- _The task_
Extract every line of the items below, reproducing each one character for character.

Data section Block Start

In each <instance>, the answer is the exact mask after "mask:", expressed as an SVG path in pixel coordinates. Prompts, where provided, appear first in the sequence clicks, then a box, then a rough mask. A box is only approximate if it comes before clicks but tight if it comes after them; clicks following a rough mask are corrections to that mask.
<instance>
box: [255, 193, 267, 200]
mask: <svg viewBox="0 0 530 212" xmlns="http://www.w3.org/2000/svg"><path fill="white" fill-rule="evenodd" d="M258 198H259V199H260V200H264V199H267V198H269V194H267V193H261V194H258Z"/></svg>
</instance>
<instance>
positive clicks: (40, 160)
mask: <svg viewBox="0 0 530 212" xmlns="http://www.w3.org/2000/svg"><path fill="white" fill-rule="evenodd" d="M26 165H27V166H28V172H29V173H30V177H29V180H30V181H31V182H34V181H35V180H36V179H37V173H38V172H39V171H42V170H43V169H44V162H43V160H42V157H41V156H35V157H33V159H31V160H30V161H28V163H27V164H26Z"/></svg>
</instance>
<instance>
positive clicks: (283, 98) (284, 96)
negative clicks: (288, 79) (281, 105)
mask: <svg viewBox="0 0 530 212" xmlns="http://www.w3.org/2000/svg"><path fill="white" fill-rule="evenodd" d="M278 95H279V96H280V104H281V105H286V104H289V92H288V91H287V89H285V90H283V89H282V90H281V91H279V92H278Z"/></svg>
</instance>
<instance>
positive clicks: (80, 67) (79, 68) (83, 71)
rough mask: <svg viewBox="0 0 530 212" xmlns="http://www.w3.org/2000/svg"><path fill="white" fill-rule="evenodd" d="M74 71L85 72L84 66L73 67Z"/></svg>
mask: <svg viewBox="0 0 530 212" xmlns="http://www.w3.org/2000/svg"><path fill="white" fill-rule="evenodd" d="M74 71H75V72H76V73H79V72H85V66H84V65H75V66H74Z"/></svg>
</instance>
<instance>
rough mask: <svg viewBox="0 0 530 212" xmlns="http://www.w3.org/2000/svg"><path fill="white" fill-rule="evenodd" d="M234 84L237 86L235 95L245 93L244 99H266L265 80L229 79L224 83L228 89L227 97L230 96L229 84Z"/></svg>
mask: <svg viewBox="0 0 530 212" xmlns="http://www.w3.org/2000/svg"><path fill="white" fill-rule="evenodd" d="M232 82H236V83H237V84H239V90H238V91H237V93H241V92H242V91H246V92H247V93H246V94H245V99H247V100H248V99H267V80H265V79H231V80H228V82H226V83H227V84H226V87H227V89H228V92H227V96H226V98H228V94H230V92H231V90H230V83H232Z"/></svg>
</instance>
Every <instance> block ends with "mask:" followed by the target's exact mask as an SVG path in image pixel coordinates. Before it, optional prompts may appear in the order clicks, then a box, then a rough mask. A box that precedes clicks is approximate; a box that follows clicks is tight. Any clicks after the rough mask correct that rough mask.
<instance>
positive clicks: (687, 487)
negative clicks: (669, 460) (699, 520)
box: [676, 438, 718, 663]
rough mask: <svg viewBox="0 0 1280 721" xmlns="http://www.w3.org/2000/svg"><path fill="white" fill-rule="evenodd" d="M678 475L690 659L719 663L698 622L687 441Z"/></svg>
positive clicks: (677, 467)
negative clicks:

Data section Block End

- _Solved exercise_
In each <instance>, the answer is the exact mask after "mask:", expressed as an SVG path in pixel coordinates. Prompts, where provided, appear first in the sequence clicks, then a box, then a rough mask. A box is only approximate if it comes before clicks but tight if it comes after them; clicks following a rough mask are corrections to that mask.
<instance>
box: [255, 193, 267, 200]
mask: <svg viewBox="0 0 530 212" xmlns="http://www.w3.org/2000/svg"><path fill="white" fill-rule="evenodd" d="M258 198H259V199H260V200H264V199H267V198H269V194H267V193H261V194H258Z"/></svg>
</instance>
<instance>
positive clicks: (40, 160)
mask: <svg viewBox="0 0 530 212" xmlns="http://www.w3.org/2000/svg"><path fill="white" fill-rule="evenodd" d="M26 165H27V166H28V172H29V173H30V177H29V180H30V181H31V182H34V181H35V180H36V179H37V173H38V172H39V171H42V170H43V169H44V162H43V160H42V157H41V156H35V157H33V159H31V160H30V161H28V163H27V164H26Z"/></svg>
</instance>
<instance>
positive clicks: (283, 98) (284, 96)
negative clicks: (288, 79) (281, 105)
mask: <svg viewBox="0 0 530 212" xmlns="http://www.w3.org/2000/svg"><path fill="white" fill-rule="evenodd" d="M278 95H279V96H280V104H281V105H286V104H289V92H288V91H287V89H285V90H283V89H282V90H281V91H279V92H278Z"/></svg>
</instance>
<instance>
positive clicks: (80, 67) (79, 68) (83, 71)
rough mask: <svg viewBox="0 0 530 212" xmlns="http://www.w3.org/2000/svg"><path fill="white" fill-rule="evenodd" d="M74 71L85 72L84 66L73 67Z"/></svg>
mask: <svg viewBox="0 0 530 212" xmlns="http://www.w3.org/2000/svg"><path fill="white" fill-rule="evenodd" d="M74 71H75V72H76V73H79V72H85V66H84V65H75V66H74Z"/></svg>
</instance>
<instance>
rough mask: <svg viewBox="0 0 530 212" xmlns="http://www.w3.org/2000/svg"><path fill="white" fill-rule="evenodd" d="M234 84L237 86L235 95L245 93L244 99H266L265 80L229 79L224 83L228 89L227 97L230 96L229 84Z"/></svg>
mask: <svg viewBox="0 0 530 212" xmlns="http://www.w3.org/2000/svg"><path fill="white" fill-rule="evenodd" d="M232 82H236V83H237V84H239V90H238V91H237V93H241V92H242V91H246V92H247V93H246V94H245V99H247V100H248V99H267V80H265V79H231V80H228V82H226V83H227V84H226V87H227V89H228V92H227V96H226V98H228V94H230V92H231V90H230V83H232Z"/></svg>
</instance>
Every <instance> block ends with "mask:" followed by the target's exact mask as an SVG path in image pixel coordinates. Before it, optional prompts may appear in the order clicks, then a box, then a rough mask. A box that precedes clicks is approximate; a box that follows clicks is tight. Any clicks after the rough mask correct that rough mask.
<instance>
positive clicks: (687, 487)
negative clicks: (669, 460) (699, 520)
box: [676, 438, 718, 663]
rough mask: <svg viewBox="0 0 1280 721" xmlns="http://www.w3.org/2000/svg"><path fill="white" fill-rule="evenodd" d="M678 475L690 659L719 663L698 622L687 441Z"/></svg>
positive clicks: (677, 467)
negative clicks:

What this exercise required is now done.